*To be done*:
Copy the listing below word for word, starting at the line containing "Can you see the wooden wall" and ending at the line containing "x=401, y=67", with both of those lines included.

*Data to use*:
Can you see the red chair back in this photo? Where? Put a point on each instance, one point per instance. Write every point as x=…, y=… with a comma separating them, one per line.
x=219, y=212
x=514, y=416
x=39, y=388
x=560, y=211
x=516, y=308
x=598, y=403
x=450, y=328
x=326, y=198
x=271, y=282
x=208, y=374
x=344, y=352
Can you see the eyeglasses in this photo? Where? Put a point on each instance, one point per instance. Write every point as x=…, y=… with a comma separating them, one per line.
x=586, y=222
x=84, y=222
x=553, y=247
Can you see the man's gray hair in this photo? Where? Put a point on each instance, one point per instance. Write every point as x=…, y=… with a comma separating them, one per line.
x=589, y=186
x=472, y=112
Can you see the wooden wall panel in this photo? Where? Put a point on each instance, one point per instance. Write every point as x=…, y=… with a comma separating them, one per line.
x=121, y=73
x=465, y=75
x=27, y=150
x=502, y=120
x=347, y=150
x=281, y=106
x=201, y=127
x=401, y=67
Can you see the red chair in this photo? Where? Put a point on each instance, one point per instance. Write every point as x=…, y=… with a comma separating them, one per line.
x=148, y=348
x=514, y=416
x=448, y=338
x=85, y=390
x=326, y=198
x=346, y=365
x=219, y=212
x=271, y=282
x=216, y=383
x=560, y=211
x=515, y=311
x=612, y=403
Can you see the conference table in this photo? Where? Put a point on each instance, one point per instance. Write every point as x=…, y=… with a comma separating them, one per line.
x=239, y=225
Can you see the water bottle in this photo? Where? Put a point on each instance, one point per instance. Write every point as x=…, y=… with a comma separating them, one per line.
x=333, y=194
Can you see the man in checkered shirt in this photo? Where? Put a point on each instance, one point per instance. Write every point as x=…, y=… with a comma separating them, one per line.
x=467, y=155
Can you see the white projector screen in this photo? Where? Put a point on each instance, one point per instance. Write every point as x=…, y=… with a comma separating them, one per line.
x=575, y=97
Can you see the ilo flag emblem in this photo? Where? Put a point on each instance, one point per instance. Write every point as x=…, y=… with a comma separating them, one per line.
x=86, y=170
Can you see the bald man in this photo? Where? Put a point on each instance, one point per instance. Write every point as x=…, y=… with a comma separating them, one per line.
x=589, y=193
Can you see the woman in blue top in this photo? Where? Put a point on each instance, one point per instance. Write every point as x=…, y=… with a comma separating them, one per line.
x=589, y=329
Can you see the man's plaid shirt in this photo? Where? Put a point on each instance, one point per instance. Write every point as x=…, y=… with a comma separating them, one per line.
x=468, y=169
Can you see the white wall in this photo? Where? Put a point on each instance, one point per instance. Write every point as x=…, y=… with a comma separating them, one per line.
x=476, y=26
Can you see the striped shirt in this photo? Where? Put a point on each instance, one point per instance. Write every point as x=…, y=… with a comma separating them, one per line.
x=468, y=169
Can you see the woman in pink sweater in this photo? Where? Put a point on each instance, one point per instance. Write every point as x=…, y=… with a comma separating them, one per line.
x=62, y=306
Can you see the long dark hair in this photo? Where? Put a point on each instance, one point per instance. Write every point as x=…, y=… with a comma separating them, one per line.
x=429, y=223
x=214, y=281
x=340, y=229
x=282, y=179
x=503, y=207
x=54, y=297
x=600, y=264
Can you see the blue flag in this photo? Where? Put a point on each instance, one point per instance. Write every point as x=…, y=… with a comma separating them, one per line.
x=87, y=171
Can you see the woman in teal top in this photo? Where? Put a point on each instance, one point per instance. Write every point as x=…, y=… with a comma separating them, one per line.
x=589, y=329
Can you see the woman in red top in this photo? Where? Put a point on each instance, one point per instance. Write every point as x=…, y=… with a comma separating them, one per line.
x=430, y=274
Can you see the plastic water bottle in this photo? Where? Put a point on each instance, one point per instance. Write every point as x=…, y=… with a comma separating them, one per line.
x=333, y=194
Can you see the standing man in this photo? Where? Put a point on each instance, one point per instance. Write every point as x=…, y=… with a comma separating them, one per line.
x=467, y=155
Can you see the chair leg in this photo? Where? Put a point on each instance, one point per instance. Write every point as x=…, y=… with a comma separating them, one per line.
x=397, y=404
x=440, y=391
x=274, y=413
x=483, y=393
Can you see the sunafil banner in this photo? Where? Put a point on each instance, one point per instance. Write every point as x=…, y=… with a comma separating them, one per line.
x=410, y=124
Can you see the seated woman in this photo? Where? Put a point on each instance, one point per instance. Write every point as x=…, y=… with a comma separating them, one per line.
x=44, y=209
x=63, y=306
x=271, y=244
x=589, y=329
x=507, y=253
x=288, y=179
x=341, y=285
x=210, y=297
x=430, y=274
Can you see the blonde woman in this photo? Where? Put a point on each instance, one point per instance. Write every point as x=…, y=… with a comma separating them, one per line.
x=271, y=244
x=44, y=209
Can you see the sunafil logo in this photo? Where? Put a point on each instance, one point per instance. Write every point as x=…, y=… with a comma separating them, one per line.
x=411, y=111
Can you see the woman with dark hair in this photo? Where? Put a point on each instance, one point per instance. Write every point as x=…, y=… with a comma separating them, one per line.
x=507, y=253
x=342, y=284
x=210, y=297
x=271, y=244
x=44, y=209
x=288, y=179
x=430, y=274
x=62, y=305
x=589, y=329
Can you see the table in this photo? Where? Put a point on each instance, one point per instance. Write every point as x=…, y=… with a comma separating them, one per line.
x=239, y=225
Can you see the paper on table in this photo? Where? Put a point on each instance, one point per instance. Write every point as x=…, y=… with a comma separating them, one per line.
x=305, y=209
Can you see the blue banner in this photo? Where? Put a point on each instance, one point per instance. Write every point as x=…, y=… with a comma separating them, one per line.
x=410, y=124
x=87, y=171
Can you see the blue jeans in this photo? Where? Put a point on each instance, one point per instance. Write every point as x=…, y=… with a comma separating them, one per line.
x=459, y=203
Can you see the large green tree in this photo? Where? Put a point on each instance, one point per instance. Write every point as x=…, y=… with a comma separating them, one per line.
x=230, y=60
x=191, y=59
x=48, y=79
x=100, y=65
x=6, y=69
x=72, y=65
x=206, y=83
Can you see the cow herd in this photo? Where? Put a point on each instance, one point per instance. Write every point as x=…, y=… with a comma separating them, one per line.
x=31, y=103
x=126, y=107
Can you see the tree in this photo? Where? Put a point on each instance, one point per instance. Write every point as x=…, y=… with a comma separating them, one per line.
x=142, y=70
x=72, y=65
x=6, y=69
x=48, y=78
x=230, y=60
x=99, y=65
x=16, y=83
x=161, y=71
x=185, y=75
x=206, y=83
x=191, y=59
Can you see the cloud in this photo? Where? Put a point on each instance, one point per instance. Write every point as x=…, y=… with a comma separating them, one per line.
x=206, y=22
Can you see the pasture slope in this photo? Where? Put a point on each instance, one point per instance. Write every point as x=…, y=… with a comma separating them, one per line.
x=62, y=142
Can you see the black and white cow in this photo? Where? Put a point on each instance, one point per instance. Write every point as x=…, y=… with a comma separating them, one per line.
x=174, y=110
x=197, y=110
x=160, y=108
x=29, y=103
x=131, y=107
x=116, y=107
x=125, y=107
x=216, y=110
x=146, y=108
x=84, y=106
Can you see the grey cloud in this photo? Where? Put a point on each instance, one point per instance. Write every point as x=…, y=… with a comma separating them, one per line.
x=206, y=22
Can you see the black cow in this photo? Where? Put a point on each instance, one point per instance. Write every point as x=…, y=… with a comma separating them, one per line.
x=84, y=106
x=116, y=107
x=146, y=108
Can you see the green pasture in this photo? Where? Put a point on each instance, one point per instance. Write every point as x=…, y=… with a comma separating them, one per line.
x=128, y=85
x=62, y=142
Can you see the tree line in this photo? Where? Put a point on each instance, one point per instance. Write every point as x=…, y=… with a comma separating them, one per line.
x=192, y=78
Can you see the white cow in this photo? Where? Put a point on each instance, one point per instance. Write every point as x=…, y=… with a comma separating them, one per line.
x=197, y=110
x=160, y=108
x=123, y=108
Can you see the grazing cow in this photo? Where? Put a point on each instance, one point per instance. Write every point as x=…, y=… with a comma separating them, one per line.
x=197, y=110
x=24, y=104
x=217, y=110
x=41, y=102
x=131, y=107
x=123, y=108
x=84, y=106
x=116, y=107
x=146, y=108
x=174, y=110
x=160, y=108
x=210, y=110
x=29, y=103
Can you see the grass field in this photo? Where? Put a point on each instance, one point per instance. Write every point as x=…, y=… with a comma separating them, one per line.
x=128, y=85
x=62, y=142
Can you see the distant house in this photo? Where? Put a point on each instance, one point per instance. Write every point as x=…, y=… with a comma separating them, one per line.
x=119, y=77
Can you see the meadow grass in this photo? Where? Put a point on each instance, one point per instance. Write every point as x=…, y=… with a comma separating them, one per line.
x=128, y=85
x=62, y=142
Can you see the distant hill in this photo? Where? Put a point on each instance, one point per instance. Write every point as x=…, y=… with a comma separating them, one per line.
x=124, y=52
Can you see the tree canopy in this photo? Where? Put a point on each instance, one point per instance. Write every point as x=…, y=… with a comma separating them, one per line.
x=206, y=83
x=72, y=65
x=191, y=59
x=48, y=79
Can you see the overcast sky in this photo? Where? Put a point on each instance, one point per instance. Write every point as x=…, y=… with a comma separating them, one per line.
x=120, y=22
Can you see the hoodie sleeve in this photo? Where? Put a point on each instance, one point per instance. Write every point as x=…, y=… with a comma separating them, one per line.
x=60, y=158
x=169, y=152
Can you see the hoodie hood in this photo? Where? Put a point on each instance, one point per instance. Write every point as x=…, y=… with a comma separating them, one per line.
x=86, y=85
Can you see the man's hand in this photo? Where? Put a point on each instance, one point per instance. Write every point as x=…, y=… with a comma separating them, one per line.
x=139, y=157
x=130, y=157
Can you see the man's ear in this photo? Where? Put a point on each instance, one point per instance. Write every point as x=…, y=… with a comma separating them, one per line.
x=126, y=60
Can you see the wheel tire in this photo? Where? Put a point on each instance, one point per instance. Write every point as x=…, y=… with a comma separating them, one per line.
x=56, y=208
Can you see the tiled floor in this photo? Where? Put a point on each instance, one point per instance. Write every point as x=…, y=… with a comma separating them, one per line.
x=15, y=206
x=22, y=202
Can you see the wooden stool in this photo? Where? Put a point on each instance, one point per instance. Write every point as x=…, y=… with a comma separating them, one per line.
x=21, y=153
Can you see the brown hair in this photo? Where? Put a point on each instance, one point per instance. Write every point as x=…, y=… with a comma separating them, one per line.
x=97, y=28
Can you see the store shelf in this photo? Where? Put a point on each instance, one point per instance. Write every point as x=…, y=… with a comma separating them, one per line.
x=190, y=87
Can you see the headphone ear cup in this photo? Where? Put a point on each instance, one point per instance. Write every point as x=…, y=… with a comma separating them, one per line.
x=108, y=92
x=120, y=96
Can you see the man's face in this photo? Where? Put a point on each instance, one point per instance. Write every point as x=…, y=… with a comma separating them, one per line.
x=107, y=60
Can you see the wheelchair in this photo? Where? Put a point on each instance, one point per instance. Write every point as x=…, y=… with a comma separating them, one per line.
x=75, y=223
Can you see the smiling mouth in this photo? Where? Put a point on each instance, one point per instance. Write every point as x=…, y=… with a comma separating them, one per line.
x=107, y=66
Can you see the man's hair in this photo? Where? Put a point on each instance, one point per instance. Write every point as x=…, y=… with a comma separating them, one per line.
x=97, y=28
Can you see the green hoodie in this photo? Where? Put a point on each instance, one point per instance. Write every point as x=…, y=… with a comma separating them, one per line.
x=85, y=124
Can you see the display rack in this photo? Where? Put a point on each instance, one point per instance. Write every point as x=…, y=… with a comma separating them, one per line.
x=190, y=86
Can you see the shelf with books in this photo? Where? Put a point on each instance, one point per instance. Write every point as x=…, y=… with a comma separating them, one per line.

*Right answer*:
Can you see the wooden wall panel in this photo? Where? Put a point on each instance, one point per instance. Write every point as x=…, y=… with a comma separating them, one per line.
x=121, y=73
x=465, y=75
x=27, y=150
x=502, y=120
x=347, y=150
x=281, y=106
x=201, y=127
x=401, y=67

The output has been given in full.